• Brief
Format everything in the listing from the line containing "Return one point per instance of the bald head" down to the line containing "x=183 y=153" as a two-column CSV with the columns text and answer. Each text goes in one row with its answer, each value in a single quoted field, and line breaks are replaced with spaces.

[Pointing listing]

• • •

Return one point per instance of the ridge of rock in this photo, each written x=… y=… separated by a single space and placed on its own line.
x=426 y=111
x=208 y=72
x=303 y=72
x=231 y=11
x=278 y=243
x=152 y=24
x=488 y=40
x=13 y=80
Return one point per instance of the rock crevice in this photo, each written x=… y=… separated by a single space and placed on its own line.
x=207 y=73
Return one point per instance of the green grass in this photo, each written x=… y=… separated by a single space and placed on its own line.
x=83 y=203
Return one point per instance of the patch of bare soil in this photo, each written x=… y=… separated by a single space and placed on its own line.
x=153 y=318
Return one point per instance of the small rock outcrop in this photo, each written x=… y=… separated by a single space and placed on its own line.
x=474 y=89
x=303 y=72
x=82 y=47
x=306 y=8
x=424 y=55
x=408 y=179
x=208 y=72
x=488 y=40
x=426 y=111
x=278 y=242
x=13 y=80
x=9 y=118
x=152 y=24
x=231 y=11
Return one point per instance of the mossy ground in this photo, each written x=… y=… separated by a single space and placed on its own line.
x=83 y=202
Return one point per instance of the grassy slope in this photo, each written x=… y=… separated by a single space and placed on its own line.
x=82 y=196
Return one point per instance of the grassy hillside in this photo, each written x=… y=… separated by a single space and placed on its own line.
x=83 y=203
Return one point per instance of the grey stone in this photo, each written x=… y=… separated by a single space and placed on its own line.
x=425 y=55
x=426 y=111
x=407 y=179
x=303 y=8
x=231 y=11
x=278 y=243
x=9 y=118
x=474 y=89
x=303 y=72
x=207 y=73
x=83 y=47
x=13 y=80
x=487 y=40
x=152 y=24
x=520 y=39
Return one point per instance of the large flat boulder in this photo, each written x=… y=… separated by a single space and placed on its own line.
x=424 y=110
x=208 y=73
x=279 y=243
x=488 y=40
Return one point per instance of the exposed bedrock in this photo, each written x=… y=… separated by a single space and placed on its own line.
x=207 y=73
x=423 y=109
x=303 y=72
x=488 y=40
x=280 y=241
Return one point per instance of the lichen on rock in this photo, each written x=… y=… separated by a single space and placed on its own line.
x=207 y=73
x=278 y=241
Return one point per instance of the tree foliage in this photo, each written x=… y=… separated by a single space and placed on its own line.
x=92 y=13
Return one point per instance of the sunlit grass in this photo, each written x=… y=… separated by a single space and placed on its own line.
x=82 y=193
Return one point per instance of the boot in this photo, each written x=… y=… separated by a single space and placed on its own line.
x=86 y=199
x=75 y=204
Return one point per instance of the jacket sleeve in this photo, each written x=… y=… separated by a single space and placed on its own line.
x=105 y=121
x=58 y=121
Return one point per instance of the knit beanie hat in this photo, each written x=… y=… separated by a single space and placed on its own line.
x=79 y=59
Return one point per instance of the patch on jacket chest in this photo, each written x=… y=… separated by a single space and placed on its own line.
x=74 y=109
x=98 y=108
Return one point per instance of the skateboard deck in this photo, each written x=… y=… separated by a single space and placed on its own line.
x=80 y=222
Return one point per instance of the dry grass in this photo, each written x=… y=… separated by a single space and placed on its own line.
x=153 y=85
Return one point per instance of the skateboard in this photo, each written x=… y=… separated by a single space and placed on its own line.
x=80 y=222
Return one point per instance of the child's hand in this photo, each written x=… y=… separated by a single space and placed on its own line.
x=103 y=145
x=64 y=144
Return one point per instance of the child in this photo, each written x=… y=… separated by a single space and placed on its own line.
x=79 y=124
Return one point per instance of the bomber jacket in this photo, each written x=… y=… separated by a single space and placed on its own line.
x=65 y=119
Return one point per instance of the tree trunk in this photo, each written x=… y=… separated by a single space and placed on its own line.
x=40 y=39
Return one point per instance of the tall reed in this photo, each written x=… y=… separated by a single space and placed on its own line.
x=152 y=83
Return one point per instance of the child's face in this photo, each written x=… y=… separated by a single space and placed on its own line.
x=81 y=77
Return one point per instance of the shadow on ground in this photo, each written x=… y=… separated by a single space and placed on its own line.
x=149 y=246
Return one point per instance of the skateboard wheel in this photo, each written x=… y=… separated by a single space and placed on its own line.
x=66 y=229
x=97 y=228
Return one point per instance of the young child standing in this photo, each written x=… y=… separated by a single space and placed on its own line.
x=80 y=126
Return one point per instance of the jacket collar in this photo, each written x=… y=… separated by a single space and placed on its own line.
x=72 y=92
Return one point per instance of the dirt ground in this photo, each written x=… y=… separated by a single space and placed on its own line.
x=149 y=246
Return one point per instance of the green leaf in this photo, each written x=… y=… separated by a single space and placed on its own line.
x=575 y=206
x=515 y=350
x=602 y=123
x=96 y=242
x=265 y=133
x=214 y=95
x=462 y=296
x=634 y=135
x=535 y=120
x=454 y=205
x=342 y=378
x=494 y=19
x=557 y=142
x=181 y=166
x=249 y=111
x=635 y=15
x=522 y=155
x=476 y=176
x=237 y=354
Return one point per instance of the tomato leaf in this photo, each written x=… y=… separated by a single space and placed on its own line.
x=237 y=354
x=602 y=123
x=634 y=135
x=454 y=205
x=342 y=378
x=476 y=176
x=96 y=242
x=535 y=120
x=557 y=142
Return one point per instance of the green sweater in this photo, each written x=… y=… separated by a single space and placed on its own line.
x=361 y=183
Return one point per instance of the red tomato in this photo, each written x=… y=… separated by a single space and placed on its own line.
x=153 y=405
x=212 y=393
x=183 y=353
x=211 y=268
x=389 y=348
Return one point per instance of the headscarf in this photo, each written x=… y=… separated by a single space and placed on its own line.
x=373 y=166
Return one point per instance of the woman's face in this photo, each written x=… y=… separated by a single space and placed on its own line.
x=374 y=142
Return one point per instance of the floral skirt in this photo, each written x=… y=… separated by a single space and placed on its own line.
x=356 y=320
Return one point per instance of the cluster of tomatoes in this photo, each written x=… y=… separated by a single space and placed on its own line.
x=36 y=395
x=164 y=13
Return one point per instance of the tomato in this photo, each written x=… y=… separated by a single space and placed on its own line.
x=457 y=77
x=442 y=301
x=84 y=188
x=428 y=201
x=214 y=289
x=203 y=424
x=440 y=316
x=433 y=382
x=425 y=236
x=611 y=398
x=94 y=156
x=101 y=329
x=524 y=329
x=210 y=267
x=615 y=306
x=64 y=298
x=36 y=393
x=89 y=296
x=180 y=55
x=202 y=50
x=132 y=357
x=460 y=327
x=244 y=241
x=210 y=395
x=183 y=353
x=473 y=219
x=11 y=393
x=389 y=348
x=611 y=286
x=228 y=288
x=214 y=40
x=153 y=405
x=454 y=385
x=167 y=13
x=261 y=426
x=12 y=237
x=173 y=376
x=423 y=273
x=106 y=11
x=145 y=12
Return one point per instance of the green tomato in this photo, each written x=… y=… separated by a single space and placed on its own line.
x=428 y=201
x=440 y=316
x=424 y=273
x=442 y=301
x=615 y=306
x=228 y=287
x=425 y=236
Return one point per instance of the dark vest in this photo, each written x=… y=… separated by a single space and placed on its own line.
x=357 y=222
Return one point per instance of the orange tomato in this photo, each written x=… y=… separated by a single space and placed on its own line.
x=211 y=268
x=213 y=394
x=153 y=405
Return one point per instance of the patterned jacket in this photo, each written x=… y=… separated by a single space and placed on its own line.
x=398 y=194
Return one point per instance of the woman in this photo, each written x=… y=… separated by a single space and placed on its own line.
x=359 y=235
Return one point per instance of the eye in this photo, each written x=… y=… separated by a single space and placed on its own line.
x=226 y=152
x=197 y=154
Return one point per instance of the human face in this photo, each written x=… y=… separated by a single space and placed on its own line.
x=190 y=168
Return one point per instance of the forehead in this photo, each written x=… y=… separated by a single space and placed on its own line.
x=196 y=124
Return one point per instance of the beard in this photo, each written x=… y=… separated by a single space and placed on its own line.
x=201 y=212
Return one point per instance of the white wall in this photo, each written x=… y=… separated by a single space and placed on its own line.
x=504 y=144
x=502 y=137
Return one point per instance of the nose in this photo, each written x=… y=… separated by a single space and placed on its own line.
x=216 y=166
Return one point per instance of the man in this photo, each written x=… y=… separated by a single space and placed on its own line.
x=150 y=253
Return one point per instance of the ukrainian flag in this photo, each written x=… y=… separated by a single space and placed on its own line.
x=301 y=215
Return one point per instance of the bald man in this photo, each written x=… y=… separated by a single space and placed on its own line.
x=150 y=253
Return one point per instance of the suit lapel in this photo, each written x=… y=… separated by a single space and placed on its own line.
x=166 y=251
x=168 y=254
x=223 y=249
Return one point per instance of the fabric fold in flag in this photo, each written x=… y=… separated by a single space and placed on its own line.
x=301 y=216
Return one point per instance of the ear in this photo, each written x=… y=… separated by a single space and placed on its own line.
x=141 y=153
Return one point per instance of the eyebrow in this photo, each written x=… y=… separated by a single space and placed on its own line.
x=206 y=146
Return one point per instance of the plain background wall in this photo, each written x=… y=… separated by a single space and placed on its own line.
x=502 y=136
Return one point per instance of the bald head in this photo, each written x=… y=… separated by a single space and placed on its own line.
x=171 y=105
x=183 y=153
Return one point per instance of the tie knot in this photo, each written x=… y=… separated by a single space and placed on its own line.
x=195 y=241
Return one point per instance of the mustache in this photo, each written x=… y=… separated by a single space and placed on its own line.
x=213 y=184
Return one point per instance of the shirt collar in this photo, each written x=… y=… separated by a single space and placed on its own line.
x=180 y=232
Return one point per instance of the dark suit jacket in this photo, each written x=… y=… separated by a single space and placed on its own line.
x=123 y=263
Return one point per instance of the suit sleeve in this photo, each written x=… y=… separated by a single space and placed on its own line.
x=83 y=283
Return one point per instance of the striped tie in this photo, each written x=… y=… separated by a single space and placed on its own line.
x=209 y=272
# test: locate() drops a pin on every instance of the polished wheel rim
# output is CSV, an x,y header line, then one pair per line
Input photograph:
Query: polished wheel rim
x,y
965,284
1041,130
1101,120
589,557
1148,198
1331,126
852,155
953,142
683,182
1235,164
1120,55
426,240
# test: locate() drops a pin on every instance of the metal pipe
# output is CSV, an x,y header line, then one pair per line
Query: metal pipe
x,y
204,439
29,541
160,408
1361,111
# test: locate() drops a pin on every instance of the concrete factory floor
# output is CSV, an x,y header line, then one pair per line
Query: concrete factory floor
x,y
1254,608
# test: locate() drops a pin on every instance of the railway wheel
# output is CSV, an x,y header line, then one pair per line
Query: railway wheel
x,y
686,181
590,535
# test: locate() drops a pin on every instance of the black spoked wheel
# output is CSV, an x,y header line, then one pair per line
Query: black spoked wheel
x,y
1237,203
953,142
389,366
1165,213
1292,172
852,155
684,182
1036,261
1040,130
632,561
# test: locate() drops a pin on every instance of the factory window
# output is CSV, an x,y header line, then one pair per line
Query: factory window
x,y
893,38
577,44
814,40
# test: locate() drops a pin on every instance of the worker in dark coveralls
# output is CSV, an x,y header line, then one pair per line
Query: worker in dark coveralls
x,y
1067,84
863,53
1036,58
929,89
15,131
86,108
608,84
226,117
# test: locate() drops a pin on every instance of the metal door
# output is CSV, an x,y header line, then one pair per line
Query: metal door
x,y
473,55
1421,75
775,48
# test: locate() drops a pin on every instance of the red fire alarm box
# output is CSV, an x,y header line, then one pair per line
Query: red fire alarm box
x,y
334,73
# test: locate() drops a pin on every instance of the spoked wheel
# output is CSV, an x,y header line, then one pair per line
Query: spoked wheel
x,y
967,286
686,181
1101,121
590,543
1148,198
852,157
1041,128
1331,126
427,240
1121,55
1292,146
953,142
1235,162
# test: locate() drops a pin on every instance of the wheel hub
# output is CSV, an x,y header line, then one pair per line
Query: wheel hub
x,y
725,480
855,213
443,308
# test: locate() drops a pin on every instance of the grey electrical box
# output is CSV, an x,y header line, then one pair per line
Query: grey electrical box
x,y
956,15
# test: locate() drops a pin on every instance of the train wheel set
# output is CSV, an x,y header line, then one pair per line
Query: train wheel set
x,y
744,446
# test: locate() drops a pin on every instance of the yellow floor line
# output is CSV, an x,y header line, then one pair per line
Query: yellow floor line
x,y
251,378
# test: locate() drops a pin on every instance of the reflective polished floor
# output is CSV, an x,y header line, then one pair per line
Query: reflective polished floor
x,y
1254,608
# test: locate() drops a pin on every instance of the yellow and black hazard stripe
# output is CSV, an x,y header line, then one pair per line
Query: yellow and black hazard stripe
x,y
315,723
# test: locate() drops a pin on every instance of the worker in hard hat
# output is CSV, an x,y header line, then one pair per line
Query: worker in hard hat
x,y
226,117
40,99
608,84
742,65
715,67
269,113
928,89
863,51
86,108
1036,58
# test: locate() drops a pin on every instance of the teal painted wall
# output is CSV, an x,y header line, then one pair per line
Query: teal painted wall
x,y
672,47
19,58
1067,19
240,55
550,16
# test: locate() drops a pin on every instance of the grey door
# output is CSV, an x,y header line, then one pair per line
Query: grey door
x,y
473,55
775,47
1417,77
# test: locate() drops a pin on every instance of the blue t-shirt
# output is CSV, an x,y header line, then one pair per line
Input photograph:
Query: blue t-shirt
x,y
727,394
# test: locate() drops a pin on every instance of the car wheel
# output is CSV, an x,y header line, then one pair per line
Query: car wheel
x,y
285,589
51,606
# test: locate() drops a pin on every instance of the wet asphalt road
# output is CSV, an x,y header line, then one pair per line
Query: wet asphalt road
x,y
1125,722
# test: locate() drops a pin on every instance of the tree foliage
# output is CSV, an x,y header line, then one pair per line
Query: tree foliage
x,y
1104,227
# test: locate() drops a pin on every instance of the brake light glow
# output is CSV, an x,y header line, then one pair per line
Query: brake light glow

• • •

• Correct output
text,answer
"Return one point per instance of the bald head in this photo, each written x=… y=… separated by a single space and placed on its own line.","x=171 y=105 x=183 y=153"